[Records from a data source]
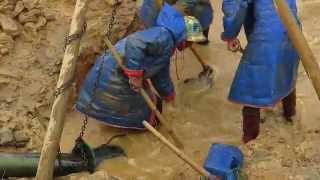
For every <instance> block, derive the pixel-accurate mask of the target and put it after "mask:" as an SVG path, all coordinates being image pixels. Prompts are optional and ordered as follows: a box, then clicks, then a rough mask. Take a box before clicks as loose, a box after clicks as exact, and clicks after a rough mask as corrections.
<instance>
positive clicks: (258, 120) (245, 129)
mask: <svg viewBox="0 0 320 180" xmlns="http://www.w3.org/2000/svg"><path fill="white" fill-rule="evenodd" d="M242 116H243V137H242V140H243V142H244V143H248V142H249V141H251V140H254V139H256V138H257V137H258V135H259V132H260V109H259V108H252V107H244V108H243V109H242Z"/></svg>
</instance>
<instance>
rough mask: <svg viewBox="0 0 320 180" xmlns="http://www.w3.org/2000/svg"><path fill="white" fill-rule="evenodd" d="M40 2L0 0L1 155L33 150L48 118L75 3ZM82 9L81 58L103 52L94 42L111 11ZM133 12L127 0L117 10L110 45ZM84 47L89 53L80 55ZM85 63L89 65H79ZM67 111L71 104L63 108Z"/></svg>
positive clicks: (117, 7) (43, 130) (127, 23)
mask: <svg viewBox="0 0 320 180" xmlns="http://www.w3.org/2000/svg"><path fill="white" fill-rule="evenodd" d="M40 2H41V1H38V0H0V27H1V29H0V58H1V57H2V56H3V57H2V61H1V62H0V148H2V149H4V150H12V148H15V147H17V146H18V147H20V148H19V149H16V150H17V151H33V150H37V151H39V150H40V148H41V146H42V141H43V138H44V135H45V131H46V128H47V124H48V121H49V119H50V109H51V105H52V102H53V100H54V89H55V86H56V82H57V78H58V75H59V72H60V67H61V63H62V58H63V50H64V49H63V47H64V40H65V36H66V34H67V33H68V29H69V26H70V21H71V15H72V13H73V7H74V5H75V2H70V1H54V2H53V1H42V2H41V3H40ZM88 7H89V8H88V9H89V10H88V13H87V18H86V21H87V24H88V25H87V31H86V33H85V35H84V36H83V38H82V44H81V49H82V55H85V56H86V53H92V52H100V51H101V49H102V48H104V47H103V44H102V43H100V42H103V39H104V37H105V34H106V29H107V27H108V23H109V20H110V15H111V14H110V13H111V9H112V7H111V6H110V5H108V4H107V3H106V2H105V1H100V0H93V1H90V2H89V6H88ZM135 7H136V6H135V3H134V1H130V0H124V1H123V2H122V3H121V4H120V5H118V6H117V12H116V16H115V21H116V23H115V25H114V27H113V29H112V32H111V40H112V41H113V42H115V41H117V40H119V39H120V38H122V37H123V36H124V35H125V34H126V33H128V31H129V29H130V30H132V25H133V24H134V23H133V21H134V19H135V18H136V17H137V16H136V9H135ZM57 27H59V28H57ZM87 47H90V48H91V49H94V50H93V51H86V50H85V49H86V48H87ZM4 55H6V56H4ZM95 55H96V54H95ZM94 60H95V56H91V57H90V58H89V59H87V61H89V63H88V62H85V61H81V59H80V61H79V66H78V68H79V69H78V73H80V74H79V75H78V77H81V73H82V74H83V77H84V76H85V74H86V71H87V70H88V69H90V67H91V65H92V64H93V63H94ZM86 63H87V64H89V65H88V66H87V67H85V66H83V64H86ZM84 69H85V70H84ZM71 108H72V103H70V107H68V109H71ZM11 147H12V148H11ZM21 147H25V148H21ZM8 148H9V149H8Z"/></svg>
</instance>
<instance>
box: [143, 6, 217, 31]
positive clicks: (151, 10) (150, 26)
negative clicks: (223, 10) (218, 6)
mask: <svg viewBox="0 0 320 180" xmlns="http://www.w3.org/2000/svg"><path fill="white" fill-rule="evenodd" d="M155 1H156V0H143V3H142V6H141V8H140V18H141V19H142V21H143V23H144V25H145V26H146V27H147V28H148V27H152V26H155V25H156V24H157V17H158V14H159V12H160V9H161V7H157V5H156V2H155ZM183 1H184V3H185V4H186V7H187V9H188V11H190V13H191V15H192V16H195V17H196V18H197V19H198V20H199V21H200V23H201V25H202V28H203V29H207V28H209V26H210V24H211V23H212V20H213V8H212V6H211V3H210V1H209V0H183Z"/></svg>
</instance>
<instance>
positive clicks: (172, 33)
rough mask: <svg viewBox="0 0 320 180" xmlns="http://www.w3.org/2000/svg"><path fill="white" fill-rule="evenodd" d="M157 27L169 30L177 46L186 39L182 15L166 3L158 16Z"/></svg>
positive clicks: (183, 23) (168, 4) (164, 4)
mask: <svg viewBox="0 0 320 180" xmlns="http://www.w3.org/2000/svg"><path fill="white" fill-rule="evenodd" d="M157 26H162V27H165V28H167V29H169V30H170V31H171V33H172V34H173V36H174V39H175V44H179V43H180V42H182V41H183V40H185V39H186V38H187V33H186V25H185V21H184V16H183V14H182V13H181V12H180V11H178V10H177V9H176V8H174V7H173V6H170V5H169V4H167V3H165V4H164V6H163V8H162V9H161V11H160V13H159V15H158V19H157Z"/></svg>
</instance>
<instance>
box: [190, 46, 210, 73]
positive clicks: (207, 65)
mask: <svg viewBox="0 0 320 180" xmlns="http://www.w3.org/2000/svg"><path fill="white" fill-rule="evenodd" d="M190 49H191V51H192V53H193V54H194V55H195V56H196V58H197V60H198V61H199V63H200V64H201V66H202V68H203V69H205V68H206V67H207V66H208V65H207V64H206V63H205V62H204V60H203V59H202V58H201V56H200V55H199V53H198V52H197V50H196V49H195V48H194V47H193V46H190Z"/></svg>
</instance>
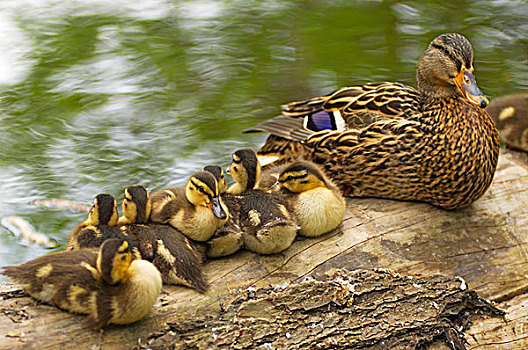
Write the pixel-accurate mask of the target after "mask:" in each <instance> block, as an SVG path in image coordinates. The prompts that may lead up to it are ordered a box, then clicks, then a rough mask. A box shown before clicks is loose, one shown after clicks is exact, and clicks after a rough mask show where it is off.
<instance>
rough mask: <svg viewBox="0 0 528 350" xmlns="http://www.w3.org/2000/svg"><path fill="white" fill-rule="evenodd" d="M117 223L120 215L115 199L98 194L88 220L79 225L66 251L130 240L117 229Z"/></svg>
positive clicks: (72, 237)
mask: <svg viewBox="0 0 528 350" xmlns="http://www.w3.org/2000/svg"><path fill="white" fill-rule="evenodd" d="M117 223H118V214H117V206H116V200H115V198H114V197H113V196H112V195H109V194H105V193H103V194H98V195H97V196H96V197H95V199H94V203H93V206H92V208H91V209H90V212H89V214H88V218H87V219H86V220H85V221H83V222H81V223H80V224H79V225H77V227H75V229H74V230H73V232H72V233H71V235H70V237H69V238H68V243H67V244H66V250H76V249H81V248H98V247H100V246H101V244H102V243H103V242H104V241H105V240H106V239H108V238H122V239H128V238H127V237H126V236H125V235H124V234H123V233H122V232H120V231H119V229H118V228H117V227H116V225H117ZM128 243H129V244H130V243H131V242H130V241H129V242H128Z"/></svg>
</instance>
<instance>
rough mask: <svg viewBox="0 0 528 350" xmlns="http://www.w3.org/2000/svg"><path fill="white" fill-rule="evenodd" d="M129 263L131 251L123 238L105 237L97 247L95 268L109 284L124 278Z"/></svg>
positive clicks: (130, 256) (126, 243)
mask: <svg viewBox="0 0 528 350" xmlns="http://www.w3.org/2000/svg"><path fill="white" fill-rule="evenodd" d="M131 263H132V251H131V250H130V247H129V245H128V242H127V241H125V240H122V239H117V238H112V239H107V240H106V241H104V243H103V245H102V246H101V248H100V249H99V255H98V256H97V270H99V273H100V274H101V277H102V278H103V280H104V281H105V282H106V283H108V284H110V285H115V284H117V283H119V282H121V281H123V280H124V279H125V278H126V276H127V271H128V268H129V267H130V264H131Z"/></svg>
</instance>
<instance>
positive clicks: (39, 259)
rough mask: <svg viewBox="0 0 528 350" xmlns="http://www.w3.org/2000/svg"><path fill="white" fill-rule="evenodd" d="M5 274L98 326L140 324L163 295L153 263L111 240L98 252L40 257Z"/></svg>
mask: <svg viewBox="0 0 528 350" xmlns="http://www.w3.org/2000/svg"><path fill="white" fill-rule="evenodd" d="M2 273H3V274H4V275H6V276H7V277H8V278H9V279H10V280H12V281H13V282H15V283H17V284H20V285H21V286H22V288H23V289H24V290H25V291H26V292H27V293H28V294H29V295H31V296H32V297H33V298H35V299H37V300H40V301H42V302H45V303H49V304H52V305H55V306H57V307H59V308H60V309H63V310H66V311H69V312H72V313H76V314H88V315H89V317H88V322H89V324H90V325H91V326H93V327H95V328H102V327H104V326H106V325H108V324H110V323H114V324H127V323H132V322H135V321H138V320H140V319H141V318H143V317H144V316H145V315H147V314H148V312H149V311H150V310H151V309H152V306H153V305H154V303H155V302H156V300H157V298H158V296H159V294H160V292H161V285H162V284H161V276H160V274H159V272H158V270H157V269H156V268H155V267H154V265H152V264H151V263H150V262H148V261H145V260H140V259H135V258H134V257H133V255H132V252H131V250H130V247H129V245H128V242H127V241H125V240H121V239H117V238H112V239H108V240H106V241H105V242H104V243H103V244H102V245H101V248H100V249H99V250H97V249H94V248H86V249H81V250H75V251H63V252H56V253H51V254H48V255H45V256H41V257H39V258H37V259H34V260H32V261H29V262H26V263H24V264H21V265H18V266H6V267H4V268H3V270H2Z"/></svg>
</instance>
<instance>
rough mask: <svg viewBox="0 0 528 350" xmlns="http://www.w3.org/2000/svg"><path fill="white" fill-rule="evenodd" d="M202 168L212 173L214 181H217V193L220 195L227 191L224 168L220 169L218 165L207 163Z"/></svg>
mask: <svg viewBox="0 0 528 350" xmlns="http://www.w3.org/2000/svg"><path fill="white" fill-rule="evenodd" d="M202 170H203V171H207V172H210V173H211V174H213V176H214V177H215V179H216V182H217V183H218V193H219V194H220V195H222V194H224V193H226V192H227V182H226V180H225V175H224V169H222V167H219V166H218V165H207V166H205V167H204V168H203V169H202Z"/></svg>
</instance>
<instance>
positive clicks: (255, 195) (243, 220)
mask: <svg viewBox="0 0 528 350" xmlns="http://www.w3.org/2000/svg"><path fill="white" fill-rule="evenodd" d="M229 173H230V174H231V176H233V179H234V180H235V181H236V183H235V184H233V185H232V186H231V187H230V188H229V190H228V194H230V193H231V194H232V195H234V196H235V197H234V200H233V205H234V210H232V211H235V212H237V213H238V217H237V221H238V224H239V226H240V228H241V229H242V231H243V238H244V246H245V247H246V249H248V250H251V251H253V252H256V253H259V254H273V253H278V252H281V251H283V250H284V249H286V248H288V247H289V246H290V245H291V244H292V242H293V240H294V239H295V236H296V235H297V231H298V230H299V226H298V225H297V222H296V220H295V216H294V215H293V214H292V213H291V212H290V211H289V210H288V207H287V202H286V200H285V199H284V197H283V196H282V195H281V194H279V193H275V192H271V191H264V190H259V189H256V188H255V187H256V184H258V182H259V175H260V164H259V161H258V159H257V155H256V154H255V152H254V151H253V150H250V149H242V150H238V151H236V152H235V153H233V161H232V162H231V166H230V167H229Z"/></svg>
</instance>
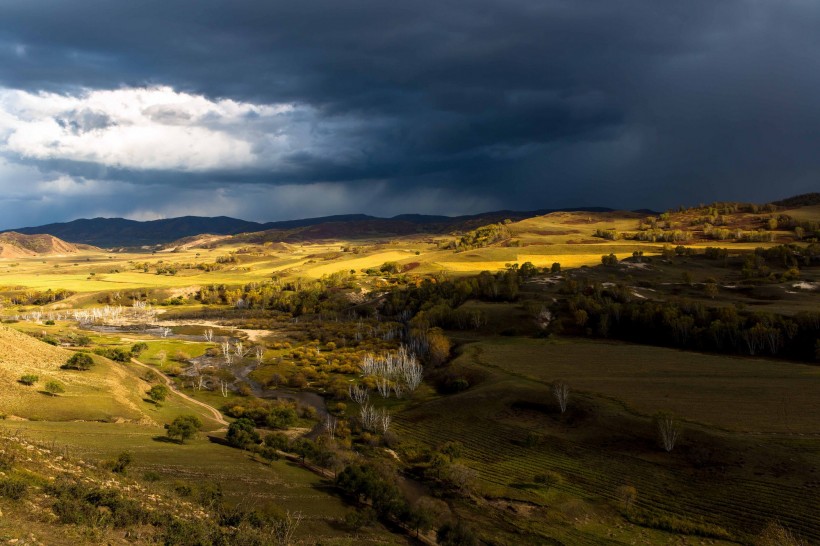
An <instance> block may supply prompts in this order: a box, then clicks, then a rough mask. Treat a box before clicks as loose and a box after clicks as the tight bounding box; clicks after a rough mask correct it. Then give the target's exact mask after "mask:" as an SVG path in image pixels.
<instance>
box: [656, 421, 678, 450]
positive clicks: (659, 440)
mask: <svg viewBox="0 0 820 546" xmlns="http://www.w3.org/2000/svg"><path fill="white" fill-rule="evenodd" d="M655 428H656V430H657V432H658V443H659V444H660V446H661V447H662V448H663V449H664V450H665V451H666V452H667V453H669V452H671V451H672V450H673V449H675V444H676V443H677V442H678V439H679V438H680V427H679V426H678V423H677V421H676V420H675V418H674V417H673V416H672V414H670V413H663V412H661V413H658V414H657V415H656V416H655Z"/></svg>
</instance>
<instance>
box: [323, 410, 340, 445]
mask: <svg viewBox="0 0 820 546" xmlns="http://www.w3.org/2000/svg"><path fill="white" fill-rule="evenodd" d="M336 424H337V419H336V418H335V417H333V416H332V415H330V414H328V415H327V417H326V418H325V423H324V427H325V431H326V432H327V435H328V437H330V439H331V440H332V439H333V438H335V437H336Z"/></svg>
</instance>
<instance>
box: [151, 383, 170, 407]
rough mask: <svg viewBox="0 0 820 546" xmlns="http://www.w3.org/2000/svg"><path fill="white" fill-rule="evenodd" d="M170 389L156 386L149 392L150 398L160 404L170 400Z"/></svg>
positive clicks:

= WORK INSTRUCTION =
Write the lines from the start of the records through the line holding "positive clicks: (258, 120) (245, 129)", both included, as a JSON list of strings with one string per line and no blank lines. Leave the pictures out of the answer.

= RESPONSE TO THIS TASK =
[
  "For every <instance> block, derive the pixel-accurate mask of the target and put it after \"mask:\" as an SVG path, all coordinates being image pixels. Prompts are optional and ordered as follows: a box, then clicks, then a rough mask. Take a box before clicks as loose, a box after clicks as exact, and clicks after a rough mask as corrections.",
  "<instance>",
  "positive clicks: (258, 120) (245, 129)"
]